> [SHORT EXERCISE] Write out exactly, please, the lines from the one containing "Expected: for each instance of the dark blue" to the end of the material.

[Collected data]
#####
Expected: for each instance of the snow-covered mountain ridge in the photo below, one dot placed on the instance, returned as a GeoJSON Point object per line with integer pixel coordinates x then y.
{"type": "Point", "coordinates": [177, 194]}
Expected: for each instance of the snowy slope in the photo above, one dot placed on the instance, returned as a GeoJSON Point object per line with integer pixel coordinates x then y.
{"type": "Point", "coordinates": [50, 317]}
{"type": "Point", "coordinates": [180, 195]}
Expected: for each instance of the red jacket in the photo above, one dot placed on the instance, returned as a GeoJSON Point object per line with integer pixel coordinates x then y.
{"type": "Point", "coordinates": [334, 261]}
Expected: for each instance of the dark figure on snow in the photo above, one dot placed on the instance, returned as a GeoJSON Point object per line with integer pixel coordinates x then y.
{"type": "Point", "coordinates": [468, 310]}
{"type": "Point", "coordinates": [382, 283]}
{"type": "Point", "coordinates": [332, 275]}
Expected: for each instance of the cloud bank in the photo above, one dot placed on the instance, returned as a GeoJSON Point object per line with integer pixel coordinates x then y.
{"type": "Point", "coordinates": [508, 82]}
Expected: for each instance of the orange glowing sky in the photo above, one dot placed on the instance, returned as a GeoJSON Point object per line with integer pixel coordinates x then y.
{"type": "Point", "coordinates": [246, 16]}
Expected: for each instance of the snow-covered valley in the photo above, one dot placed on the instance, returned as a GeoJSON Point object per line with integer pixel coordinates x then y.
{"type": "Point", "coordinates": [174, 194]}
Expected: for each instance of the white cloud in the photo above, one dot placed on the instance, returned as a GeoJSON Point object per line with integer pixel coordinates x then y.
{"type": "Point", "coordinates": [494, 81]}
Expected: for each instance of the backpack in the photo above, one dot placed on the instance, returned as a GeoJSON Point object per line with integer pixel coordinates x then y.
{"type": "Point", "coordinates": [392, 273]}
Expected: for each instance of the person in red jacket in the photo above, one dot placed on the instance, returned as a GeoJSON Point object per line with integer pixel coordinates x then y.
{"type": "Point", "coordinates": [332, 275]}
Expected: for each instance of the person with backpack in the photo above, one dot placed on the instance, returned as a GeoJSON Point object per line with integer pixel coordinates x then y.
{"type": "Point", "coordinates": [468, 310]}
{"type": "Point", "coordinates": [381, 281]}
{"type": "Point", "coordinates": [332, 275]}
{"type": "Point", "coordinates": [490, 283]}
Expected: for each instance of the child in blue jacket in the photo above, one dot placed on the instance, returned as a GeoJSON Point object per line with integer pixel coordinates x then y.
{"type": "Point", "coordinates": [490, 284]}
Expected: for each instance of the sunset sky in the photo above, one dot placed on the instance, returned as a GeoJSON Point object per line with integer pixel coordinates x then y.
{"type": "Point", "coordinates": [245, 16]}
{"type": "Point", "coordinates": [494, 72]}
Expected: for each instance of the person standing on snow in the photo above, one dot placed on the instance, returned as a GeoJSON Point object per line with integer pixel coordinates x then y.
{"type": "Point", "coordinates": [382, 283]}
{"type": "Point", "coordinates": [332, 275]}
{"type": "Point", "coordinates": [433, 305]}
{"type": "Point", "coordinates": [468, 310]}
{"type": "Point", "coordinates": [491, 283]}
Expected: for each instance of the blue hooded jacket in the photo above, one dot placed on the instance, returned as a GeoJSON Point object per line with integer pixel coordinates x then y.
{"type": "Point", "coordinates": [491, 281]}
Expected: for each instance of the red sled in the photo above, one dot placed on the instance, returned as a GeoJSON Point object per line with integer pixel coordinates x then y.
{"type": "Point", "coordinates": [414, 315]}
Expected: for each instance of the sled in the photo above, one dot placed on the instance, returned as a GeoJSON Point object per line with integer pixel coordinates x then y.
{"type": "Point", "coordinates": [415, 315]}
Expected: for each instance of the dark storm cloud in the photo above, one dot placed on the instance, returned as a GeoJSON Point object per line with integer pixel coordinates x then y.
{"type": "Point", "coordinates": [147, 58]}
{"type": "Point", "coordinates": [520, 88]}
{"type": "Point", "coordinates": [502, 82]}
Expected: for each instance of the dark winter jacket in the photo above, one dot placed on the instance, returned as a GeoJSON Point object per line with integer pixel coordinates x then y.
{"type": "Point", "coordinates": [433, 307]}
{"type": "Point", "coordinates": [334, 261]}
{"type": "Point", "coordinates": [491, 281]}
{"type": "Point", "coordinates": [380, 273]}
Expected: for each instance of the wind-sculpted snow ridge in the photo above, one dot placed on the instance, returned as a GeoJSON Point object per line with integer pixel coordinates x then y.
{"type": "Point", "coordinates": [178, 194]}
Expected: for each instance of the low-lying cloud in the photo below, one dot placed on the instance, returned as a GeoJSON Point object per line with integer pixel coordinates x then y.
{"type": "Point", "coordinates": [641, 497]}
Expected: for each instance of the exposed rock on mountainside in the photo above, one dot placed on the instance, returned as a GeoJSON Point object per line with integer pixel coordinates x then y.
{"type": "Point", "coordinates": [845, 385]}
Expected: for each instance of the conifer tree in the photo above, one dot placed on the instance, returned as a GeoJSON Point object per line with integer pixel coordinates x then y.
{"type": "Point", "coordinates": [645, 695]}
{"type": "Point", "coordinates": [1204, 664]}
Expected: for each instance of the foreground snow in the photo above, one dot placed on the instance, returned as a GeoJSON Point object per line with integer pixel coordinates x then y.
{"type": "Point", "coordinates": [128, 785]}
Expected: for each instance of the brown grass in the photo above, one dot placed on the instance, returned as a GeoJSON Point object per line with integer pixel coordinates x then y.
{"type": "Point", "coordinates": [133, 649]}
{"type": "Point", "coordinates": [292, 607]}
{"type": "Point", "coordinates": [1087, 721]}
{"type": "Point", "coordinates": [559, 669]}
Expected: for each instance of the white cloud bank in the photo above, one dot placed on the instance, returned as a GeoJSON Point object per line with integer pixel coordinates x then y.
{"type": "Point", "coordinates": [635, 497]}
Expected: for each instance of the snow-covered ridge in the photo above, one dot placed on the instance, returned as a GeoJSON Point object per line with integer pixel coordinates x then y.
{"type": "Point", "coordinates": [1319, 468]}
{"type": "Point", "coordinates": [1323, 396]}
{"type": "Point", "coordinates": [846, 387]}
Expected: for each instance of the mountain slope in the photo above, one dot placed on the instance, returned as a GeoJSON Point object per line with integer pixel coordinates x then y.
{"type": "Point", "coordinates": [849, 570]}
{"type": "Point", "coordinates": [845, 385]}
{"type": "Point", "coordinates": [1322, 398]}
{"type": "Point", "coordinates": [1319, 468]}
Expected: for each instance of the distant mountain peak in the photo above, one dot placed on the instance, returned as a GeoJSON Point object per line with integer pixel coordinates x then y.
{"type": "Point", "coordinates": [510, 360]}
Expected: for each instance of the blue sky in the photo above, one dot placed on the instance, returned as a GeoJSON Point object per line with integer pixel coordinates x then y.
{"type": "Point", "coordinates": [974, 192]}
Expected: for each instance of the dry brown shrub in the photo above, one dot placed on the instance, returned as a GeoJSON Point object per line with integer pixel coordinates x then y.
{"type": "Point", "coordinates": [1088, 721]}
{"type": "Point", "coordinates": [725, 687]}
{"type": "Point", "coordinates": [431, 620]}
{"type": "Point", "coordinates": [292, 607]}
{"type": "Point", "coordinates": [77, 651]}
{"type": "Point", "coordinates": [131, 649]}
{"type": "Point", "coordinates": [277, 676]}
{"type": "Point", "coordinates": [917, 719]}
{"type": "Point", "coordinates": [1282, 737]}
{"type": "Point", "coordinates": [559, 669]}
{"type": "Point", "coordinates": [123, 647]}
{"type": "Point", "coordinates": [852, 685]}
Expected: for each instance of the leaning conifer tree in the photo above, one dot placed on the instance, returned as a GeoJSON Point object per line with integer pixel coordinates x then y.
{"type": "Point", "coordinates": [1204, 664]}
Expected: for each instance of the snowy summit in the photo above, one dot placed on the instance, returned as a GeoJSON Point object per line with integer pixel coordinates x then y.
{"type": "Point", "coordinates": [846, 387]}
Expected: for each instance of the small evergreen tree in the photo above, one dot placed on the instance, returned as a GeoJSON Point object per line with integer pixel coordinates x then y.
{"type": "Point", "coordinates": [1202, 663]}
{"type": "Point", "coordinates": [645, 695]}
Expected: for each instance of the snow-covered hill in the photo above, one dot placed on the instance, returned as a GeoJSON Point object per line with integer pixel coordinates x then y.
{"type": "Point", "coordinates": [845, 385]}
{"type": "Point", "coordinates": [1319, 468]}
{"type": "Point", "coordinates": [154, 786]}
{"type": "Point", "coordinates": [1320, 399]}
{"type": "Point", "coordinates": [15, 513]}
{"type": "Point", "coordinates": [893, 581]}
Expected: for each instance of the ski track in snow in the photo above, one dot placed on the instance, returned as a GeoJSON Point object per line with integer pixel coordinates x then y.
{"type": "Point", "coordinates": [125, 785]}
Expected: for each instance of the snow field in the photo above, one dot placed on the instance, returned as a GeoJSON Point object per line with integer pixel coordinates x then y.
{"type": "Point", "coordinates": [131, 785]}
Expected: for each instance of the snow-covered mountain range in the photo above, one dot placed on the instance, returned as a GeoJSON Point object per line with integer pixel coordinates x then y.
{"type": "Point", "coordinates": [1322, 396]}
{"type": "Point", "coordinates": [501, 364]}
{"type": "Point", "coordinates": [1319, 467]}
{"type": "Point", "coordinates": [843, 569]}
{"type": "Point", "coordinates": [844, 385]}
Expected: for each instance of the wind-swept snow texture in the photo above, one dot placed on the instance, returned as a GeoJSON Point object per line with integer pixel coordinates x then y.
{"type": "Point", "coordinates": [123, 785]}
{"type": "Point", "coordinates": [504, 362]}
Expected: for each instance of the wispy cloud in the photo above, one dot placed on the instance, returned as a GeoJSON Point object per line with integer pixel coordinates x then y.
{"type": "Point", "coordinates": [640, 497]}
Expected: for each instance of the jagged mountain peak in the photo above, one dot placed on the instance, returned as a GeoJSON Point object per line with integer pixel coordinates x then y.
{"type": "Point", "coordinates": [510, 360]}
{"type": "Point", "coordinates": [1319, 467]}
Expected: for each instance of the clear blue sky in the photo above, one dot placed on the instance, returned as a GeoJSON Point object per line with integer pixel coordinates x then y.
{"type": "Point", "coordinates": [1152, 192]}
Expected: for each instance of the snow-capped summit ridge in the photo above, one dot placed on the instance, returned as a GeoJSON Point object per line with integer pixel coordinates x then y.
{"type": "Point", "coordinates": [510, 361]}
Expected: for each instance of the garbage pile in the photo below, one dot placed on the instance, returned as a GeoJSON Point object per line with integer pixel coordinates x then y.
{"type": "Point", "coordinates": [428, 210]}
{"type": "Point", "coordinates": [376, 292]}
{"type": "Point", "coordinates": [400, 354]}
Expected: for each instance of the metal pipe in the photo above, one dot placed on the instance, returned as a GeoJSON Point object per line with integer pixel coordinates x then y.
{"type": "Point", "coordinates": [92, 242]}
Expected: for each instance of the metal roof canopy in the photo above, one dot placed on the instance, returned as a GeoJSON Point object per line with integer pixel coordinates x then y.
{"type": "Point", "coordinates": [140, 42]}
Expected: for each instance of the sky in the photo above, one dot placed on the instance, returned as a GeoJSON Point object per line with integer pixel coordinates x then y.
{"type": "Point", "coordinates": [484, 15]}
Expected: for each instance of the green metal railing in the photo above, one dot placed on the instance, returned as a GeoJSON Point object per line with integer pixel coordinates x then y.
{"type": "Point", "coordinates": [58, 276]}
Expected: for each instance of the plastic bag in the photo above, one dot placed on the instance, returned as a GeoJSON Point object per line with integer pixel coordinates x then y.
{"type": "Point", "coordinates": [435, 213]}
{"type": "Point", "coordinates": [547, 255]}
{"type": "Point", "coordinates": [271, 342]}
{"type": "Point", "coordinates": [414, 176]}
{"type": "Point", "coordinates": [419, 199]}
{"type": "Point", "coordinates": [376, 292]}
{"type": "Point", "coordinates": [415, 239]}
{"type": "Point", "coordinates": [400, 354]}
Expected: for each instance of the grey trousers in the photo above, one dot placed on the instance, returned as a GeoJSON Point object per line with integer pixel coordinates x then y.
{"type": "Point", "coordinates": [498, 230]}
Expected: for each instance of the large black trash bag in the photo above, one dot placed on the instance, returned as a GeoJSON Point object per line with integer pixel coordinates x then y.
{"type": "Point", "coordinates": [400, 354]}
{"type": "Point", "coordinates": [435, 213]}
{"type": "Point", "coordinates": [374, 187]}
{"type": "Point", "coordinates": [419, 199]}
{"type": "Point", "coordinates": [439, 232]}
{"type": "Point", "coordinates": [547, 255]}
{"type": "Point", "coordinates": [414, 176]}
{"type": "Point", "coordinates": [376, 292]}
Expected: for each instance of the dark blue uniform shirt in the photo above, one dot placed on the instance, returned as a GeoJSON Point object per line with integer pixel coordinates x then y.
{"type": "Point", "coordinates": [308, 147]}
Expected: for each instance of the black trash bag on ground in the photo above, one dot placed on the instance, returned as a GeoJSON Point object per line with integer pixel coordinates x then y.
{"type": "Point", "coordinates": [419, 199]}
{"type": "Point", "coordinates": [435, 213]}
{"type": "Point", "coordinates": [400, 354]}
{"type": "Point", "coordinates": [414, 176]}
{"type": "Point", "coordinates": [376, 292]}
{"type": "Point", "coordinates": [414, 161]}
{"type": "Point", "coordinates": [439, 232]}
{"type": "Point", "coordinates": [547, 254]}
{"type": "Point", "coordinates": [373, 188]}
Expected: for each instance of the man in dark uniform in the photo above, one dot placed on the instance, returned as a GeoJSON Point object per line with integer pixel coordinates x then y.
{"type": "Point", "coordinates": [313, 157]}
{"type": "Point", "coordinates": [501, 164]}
#####
> [FULL RESPONSE]
Expected: for each instance of the dark blue uniform shirt in the photo above, one dot placed on the instance, returned as a GeoJSON Point object per line with integer pixel coordinates x then y.
{"type": "Point", "coordinates": [308, 147]}
Expected: for each instance of the black trash bag on ground in the photo above, one dot placed on the instance, returned as a GeoJSON Point object per line with integer pixel coordinates x then y.
{"type": "Point", "coordinates": [419, 199]}
{"type": "Point", "coordinates": [435, 213]}
{"type": "Point", "coordinates": [400, 354]}
{"type": "Point", "coordinates": [414, 176]}
{"type": "Point", "coordinates": [376, 292]}
{"type": "Point", "coordinates": [414, 161]}
{"type": "Point", "coordinates": [439, 232]}
{"type": "Point", "coordinates": [547, 254]}
{"type": "Point", "coordinates": [373, 188]}
Expected: for each instance of the man in dark uniform in the photo above, one dot placed on the instance, returned as a GeoJSON Point object per line with integer pixel coordinates x then y.
{"type": "Point", "coordinates": [313, 157]}
{"type": "Point", "coordinates": [501, 164]}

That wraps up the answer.